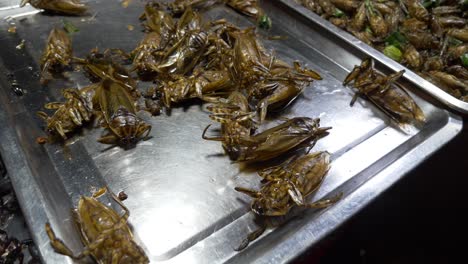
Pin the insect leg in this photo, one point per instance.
(60, 247)
(251, 237)
(213, 138)
(249, 192)
(324, 202)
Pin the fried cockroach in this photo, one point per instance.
(101, 66)
(158, 21)
(381, 90)
(118, 111)
(185, 54)
(288, 185)
(69, 7)
(105, 233)
(200, 84)
(68, 116)
(246, 7)
(57, 54)
(234, 115)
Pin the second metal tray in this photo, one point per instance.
(426, 86)
(181, 188)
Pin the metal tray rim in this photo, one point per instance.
(417, 80)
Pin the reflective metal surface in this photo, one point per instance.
(426, 86)
(181, 188)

> [REQUIREMENT] Would you please set down the lines from the one with "Pin the reflective" to the end of the data above, exactly and without any other lines?

> [RESPONSE]
Pin the reflective metal surface in this photo, one point per instance.
(426, 86)
(181, 188)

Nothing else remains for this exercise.